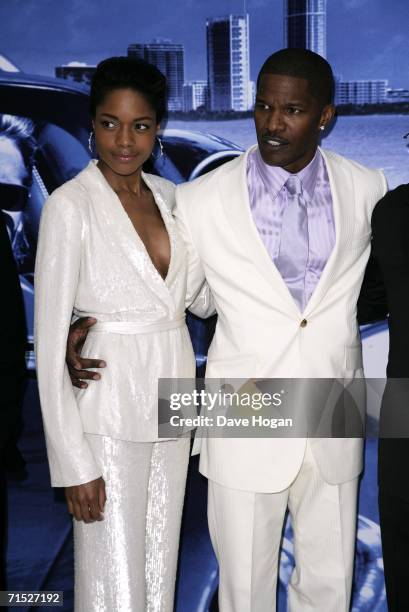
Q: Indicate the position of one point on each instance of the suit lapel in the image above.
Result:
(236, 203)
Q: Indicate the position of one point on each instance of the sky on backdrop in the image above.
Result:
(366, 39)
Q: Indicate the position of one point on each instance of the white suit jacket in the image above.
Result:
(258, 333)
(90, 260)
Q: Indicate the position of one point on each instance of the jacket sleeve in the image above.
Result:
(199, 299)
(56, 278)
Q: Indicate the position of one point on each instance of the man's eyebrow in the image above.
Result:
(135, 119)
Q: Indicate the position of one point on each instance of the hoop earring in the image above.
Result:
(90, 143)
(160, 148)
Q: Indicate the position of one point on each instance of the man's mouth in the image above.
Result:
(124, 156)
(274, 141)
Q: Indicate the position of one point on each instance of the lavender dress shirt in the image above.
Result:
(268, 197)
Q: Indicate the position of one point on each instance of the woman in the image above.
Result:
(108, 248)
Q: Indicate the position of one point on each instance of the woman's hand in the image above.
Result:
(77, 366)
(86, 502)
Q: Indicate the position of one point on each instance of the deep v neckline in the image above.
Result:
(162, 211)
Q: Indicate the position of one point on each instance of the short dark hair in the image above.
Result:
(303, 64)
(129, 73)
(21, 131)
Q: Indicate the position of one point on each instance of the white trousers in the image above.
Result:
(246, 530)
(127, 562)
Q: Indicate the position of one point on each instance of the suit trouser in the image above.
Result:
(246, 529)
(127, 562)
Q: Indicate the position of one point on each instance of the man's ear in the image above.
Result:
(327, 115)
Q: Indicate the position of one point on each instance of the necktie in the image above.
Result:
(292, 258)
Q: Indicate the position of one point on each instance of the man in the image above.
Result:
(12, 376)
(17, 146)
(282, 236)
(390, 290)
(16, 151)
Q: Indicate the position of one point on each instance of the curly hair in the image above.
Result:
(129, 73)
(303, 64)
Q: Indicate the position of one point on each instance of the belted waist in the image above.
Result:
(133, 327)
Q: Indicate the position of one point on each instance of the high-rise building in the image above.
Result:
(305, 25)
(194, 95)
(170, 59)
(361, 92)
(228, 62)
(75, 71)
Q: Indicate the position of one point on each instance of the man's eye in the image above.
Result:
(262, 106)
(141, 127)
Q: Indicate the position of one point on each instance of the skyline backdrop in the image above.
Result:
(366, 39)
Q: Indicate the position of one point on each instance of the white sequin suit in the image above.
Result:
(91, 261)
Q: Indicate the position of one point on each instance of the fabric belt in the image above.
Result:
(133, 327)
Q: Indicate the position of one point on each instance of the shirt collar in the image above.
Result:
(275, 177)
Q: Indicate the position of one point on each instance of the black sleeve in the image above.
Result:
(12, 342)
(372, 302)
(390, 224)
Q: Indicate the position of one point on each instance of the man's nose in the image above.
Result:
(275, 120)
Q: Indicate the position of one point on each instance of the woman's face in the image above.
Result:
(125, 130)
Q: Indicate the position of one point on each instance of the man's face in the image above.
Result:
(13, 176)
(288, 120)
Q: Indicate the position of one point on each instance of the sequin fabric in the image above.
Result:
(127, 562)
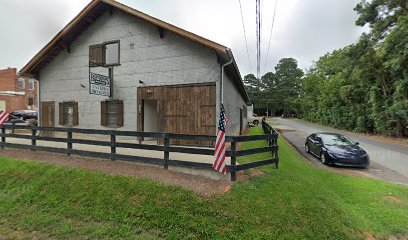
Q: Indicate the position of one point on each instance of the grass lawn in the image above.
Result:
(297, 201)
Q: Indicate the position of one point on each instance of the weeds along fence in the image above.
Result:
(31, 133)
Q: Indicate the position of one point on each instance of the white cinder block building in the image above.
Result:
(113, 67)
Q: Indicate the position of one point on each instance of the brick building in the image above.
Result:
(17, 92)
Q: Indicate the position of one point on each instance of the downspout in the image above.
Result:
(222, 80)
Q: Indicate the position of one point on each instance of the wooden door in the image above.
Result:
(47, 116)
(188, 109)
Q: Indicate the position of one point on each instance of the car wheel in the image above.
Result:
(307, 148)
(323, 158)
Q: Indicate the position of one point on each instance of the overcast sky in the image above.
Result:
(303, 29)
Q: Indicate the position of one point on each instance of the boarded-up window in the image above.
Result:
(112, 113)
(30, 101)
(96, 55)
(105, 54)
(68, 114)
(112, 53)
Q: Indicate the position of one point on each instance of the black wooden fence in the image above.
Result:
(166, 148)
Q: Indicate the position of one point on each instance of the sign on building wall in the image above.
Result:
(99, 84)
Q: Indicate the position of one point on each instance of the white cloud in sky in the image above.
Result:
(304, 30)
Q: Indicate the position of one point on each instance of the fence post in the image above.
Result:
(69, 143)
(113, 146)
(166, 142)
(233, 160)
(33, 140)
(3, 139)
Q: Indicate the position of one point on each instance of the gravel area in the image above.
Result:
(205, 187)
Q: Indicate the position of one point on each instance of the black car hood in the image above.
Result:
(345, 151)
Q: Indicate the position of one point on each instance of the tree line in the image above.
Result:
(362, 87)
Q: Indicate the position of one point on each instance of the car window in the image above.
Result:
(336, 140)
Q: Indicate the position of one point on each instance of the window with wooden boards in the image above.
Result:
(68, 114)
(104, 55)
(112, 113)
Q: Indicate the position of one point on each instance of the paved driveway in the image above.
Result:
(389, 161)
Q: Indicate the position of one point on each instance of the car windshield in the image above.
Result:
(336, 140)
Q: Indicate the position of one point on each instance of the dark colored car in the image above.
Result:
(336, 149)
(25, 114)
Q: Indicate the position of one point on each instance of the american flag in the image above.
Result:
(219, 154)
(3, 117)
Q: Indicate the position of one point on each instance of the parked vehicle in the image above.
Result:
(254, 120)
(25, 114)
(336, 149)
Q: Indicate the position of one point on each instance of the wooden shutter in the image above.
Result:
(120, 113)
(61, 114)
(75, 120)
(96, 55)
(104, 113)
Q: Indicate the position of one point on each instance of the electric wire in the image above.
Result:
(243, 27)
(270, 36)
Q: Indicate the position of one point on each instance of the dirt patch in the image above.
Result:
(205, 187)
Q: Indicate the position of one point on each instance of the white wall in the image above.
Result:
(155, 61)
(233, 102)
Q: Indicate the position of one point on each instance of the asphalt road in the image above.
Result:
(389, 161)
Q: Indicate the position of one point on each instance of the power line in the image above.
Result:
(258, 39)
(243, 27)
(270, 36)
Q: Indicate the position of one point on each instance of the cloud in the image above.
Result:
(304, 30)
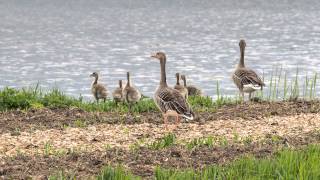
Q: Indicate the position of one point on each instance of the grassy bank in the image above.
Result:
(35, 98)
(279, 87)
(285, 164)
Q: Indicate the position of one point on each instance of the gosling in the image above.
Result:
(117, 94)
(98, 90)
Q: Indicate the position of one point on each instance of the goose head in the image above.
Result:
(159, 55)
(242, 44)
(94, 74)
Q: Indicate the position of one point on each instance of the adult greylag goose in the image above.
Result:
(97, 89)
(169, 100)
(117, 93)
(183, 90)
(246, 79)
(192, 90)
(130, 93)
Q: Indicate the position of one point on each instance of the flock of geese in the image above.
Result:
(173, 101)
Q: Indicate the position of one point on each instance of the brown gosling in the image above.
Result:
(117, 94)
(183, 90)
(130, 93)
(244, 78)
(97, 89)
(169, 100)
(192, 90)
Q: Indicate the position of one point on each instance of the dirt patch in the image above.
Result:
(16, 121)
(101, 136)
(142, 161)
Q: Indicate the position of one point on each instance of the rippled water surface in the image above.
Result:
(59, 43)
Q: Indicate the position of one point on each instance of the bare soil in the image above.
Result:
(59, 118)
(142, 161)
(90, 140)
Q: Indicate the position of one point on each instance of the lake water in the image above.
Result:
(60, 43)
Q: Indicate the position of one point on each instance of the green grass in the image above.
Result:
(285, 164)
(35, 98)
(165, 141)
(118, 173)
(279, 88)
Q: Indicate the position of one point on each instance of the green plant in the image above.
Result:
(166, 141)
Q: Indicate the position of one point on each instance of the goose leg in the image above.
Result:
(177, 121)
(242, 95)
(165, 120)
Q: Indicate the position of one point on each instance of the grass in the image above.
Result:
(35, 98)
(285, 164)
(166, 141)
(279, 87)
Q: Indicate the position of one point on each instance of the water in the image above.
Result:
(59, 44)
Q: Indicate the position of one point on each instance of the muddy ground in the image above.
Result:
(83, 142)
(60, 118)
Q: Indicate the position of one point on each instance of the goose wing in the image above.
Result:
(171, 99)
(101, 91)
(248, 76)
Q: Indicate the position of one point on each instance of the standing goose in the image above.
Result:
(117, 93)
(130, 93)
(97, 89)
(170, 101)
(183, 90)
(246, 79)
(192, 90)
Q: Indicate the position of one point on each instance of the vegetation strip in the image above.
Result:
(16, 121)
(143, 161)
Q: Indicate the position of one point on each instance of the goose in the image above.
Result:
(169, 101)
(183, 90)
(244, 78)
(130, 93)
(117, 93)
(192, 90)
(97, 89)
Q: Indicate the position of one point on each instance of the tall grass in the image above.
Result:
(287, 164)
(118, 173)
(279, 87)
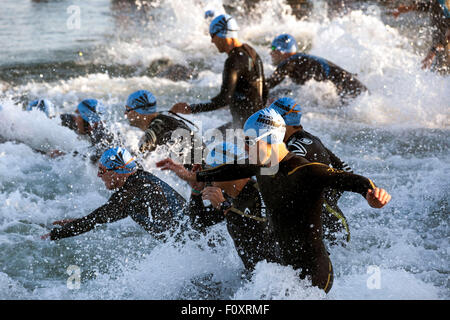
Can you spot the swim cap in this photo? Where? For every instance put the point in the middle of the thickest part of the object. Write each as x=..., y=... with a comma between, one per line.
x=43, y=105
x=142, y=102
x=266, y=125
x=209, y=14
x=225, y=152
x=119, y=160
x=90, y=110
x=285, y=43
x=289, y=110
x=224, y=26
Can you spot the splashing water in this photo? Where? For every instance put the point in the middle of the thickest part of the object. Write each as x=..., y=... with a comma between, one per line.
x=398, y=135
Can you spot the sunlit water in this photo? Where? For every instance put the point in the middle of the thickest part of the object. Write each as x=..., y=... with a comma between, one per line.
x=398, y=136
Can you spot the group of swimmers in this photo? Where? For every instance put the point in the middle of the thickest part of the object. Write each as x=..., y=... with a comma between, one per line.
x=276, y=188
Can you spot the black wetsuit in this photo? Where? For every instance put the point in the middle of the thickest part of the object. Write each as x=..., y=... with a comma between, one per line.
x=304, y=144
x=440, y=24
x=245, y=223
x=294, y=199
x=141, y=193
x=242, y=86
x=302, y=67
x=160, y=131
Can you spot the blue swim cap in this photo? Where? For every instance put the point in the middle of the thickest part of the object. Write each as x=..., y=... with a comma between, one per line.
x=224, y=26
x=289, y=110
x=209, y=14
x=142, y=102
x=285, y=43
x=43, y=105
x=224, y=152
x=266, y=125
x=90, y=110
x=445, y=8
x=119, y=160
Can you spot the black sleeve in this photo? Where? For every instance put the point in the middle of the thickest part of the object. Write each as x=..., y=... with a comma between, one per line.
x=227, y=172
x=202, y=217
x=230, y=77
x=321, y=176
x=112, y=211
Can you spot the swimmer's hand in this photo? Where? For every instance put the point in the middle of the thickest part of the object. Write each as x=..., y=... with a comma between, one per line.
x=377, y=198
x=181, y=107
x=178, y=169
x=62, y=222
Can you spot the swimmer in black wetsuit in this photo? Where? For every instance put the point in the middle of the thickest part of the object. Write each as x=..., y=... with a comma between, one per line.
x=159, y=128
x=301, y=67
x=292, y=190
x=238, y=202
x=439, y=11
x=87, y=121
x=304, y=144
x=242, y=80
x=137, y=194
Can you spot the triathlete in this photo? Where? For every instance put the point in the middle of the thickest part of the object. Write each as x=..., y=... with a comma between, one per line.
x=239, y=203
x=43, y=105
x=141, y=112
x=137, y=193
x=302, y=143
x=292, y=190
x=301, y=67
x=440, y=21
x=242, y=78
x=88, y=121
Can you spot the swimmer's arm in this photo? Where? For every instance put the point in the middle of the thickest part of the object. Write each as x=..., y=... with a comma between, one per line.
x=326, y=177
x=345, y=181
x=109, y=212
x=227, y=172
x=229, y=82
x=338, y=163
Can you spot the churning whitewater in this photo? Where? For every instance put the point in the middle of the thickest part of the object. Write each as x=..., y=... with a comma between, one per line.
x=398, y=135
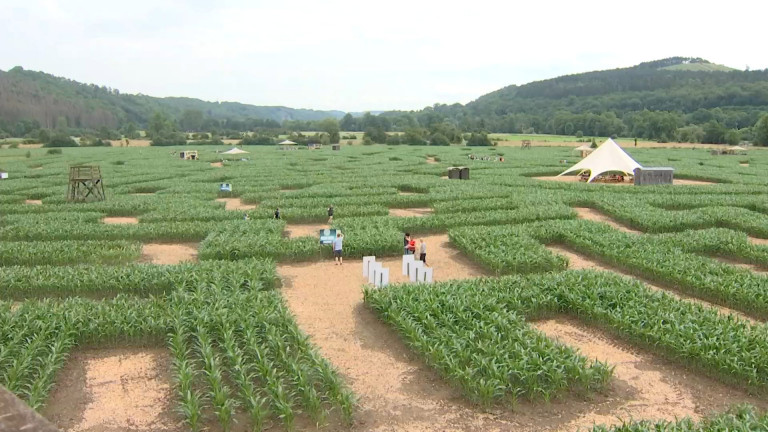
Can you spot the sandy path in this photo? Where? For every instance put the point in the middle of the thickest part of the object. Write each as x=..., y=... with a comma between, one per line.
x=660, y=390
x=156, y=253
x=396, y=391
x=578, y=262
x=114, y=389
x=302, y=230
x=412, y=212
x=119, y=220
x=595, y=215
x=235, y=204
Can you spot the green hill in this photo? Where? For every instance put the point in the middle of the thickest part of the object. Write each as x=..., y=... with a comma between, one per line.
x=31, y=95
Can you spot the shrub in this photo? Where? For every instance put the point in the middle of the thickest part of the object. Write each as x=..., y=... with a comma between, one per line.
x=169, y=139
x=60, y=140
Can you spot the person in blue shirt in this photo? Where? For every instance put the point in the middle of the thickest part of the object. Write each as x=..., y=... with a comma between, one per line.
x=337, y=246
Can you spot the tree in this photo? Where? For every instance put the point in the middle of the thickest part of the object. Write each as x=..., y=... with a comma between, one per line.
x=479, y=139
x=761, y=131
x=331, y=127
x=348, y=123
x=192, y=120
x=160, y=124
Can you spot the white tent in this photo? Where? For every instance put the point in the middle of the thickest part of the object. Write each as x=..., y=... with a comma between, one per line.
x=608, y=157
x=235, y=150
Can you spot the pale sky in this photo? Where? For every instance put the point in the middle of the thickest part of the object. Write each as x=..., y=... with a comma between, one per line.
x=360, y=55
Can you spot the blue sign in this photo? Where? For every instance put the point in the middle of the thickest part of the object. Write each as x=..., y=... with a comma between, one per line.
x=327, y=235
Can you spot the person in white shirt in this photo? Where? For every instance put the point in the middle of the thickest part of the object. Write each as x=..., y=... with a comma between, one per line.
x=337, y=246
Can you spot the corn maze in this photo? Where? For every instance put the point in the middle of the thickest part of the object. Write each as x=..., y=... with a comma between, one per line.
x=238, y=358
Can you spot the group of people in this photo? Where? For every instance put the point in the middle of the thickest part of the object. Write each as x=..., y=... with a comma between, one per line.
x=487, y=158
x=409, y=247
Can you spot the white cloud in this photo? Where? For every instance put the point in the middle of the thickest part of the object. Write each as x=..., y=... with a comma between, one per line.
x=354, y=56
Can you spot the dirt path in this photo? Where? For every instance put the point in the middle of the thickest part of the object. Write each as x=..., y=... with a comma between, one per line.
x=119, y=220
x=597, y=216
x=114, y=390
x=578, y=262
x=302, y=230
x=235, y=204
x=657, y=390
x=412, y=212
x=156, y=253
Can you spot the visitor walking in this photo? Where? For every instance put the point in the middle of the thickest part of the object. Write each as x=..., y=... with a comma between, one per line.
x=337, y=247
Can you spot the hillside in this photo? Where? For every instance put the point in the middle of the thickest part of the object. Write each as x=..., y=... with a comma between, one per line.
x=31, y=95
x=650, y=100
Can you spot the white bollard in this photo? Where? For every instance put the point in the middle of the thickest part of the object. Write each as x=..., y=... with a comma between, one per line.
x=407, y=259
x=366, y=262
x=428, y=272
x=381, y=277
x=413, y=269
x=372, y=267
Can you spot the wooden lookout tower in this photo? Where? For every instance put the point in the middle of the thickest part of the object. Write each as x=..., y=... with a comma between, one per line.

Work to complete: With the line holding "wheel in the image above." as the first and the line holding "boarded-up window in the image above." as the last, please transcribe exactly the lines of the material above in that range and nothing else.

Answer for this exercise:
Q: Indicate the position of one point on each instance of the car wheel in the image above.
Result:
(307, 148)
(323, 158)
Q: Indicate the position of one point on each instance of the overcast sky in the image above.
Result:
(303, 29)
Q: Indicate the position of one point on each instance of the boarded-up window in the image above.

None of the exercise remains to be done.